_GIVEN TASK 1:_
Reproduce the records that come after the forum post line for line, leaving out the pictures.
━━━━━━━━━━━━━━━━━━━━
Title Back Colour Keyoti Title Line Title Curve
Blue Box Top

Event Handler to Boost Weigh of a document - SearchUnit - Forum

Welcome Guest Search | Active Topics | Log In | Register

Options
danielvbdash
#1 Posted : Wednesday, January 14, 2015 10:53:54 PM
Rank: Member

Groups: Registered

Joined: 1/14/2015
Posts: 12
Hi everyone

I have followed this article here but I got no success (http://keyoti.com/products/search/dotNetWeb/HtmlHelp2012/UserGuide/Examples/Boosting%20Page%20&%20Section%20Weight.htm)

I created 2 files:
./important/a.html
./b.html

a.html content:
holiday 2015 test

b.html content:
holiday 2015 test

I created a project using the Plug-in 'Create a Project' option.

Per the User Guide Example the file a.html should appear as the first result. But it is not happening.
━━━━━━━━━━━━━━━━━━━━
_GIVEN TASK 2:_
In the forum post, which file should appear as the first result according to the User Guide example?
━━━━━━━━━━━━━━━━━━━━
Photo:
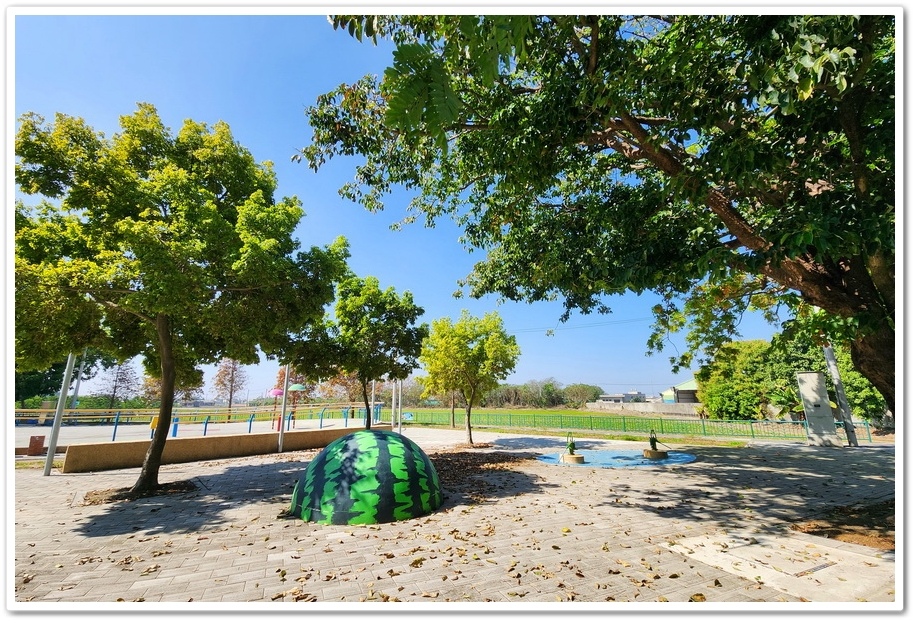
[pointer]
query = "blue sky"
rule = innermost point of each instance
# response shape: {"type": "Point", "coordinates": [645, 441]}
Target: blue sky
{"type": "Point", "coordinates": [258, 73]}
━━━━━━━━━━━━━━━━━━━━
_WRITTEN RESPONSE 1:_
Photo:
[pointer]
query = "blue sky"
rule = innermost point of each instance
# response shape: {"type": "Point", "coordinates": [645, 441]}
Target: blue sky
{"type": "Point", "coordinates": [258, 73]}

_WRITTEN RESPONSE 2:_
a.html